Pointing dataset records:
# # # # # # #
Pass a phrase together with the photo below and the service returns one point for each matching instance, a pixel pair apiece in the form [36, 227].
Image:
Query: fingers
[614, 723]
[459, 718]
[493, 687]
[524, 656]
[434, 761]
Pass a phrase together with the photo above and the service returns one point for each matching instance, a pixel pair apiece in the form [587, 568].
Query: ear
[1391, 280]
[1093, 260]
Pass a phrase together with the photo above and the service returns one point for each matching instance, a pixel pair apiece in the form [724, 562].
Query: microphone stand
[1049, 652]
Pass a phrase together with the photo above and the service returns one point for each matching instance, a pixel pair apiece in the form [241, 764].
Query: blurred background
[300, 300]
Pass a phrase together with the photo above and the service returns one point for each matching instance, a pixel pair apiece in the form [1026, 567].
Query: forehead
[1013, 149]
# # # # # # #
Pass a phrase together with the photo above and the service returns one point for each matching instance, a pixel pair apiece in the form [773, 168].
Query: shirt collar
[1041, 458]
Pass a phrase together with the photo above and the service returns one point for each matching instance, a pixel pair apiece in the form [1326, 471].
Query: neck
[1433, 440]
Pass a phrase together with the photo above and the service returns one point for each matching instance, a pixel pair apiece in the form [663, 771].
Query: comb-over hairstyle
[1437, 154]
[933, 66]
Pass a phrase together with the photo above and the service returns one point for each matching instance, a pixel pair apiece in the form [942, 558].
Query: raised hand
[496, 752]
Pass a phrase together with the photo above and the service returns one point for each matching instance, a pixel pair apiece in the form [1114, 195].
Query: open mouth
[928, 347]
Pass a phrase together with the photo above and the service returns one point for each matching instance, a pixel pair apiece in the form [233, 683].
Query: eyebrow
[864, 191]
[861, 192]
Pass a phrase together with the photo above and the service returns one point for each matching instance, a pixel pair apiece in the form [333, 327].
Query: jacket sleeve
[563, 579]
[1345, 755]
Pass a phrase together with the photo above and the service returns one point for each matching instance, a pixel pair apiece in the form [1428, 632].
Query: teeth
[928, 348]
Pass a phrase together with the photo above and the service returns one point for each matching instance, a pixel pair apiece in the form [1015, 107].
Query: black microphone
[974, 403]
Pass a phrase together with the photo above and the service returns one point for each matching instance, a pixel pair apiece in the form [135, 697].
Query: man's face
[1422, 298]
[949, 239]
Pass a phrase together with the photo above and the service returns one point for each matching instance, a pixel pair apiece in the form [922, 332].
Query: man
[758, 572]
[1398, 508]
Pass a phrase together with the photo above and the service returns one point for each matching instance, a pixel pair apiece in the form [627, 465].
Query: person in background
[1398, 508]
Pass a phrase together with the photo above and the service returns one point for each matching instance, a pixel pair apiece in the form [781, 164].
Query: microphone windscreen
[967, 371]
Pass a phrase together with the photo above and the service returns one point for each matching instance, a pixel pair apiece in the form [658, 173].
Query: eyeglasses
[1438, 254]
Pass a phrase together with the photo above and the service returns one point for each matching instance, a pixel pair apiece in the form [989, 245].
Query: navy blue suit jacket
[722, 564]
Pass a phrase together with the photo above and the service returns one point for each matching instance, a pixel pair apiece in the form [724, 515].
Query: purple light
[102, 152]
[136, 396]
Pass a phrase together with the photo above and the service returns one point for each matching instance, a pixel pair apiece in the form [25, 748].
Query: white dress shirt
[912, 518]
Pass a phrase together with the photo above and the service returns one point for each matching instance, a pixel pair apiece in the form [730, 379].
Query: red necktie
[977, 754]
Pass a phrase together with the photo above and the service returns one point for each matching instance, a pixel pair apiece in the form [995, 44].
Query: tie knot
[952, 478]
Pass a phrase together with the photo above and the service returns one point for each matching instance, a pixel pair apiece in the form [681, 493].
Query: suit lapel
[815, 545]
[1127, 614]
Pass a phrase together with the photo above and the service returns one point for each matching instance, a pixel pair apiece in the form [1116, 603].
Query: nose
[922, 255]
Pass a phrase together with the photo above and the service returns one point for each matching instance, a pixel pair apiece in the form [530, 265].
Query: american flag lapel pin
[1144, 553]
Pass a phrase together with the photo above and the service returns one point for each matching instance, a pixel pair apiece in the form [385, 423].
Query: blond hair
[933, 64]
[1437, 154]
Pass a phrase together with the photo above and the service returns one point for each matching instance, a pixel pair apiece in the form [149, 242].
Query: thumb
# # # # # # #
§ **Exercise objective**
Reproduce the records from the line containing "Pass a phrase together with the photo below" up to and including the line containing "[1013, 149]", scaling every point coordinate in the answers by 2.1 and rounding each result to a whole number, with halves rounded up. Keep all other lines, including the requests and the sample coordinates within them, unchanged.

§ **The result**
Pass a phrase together with the photo below and the service returns one point for each matching instance, a pixel pair apiece in the form [36, 227].
Image:
Query: fingers
[1289, 1518]
[964, 1508]
[1035, 1443]
[1100, 1378]
[911, 1598]
Pass a phrase together with the photo above and the service returns one point for each matching instance, a pixel pair apiece in the form [587, 568].
Query: ear
[2921, 588]
[2295, 546]
Pass a phrase together with the photo above and the service returns one point for each matching instance, a pixel pair apiece in the form [724, 562].
Query: microphone stand
[2203, 1369]
Pass a phrase together with the photo above and the service returns one point for each matching instance, a pixel pair apiece in the form [241, 764].
Query: blurred background
[630, 630]
Pass a phrase together with the photo above and the service returns one point for each matching instance, a pixel pair apiece in the form [1026, 567].
Query: forehead
[2127, 313]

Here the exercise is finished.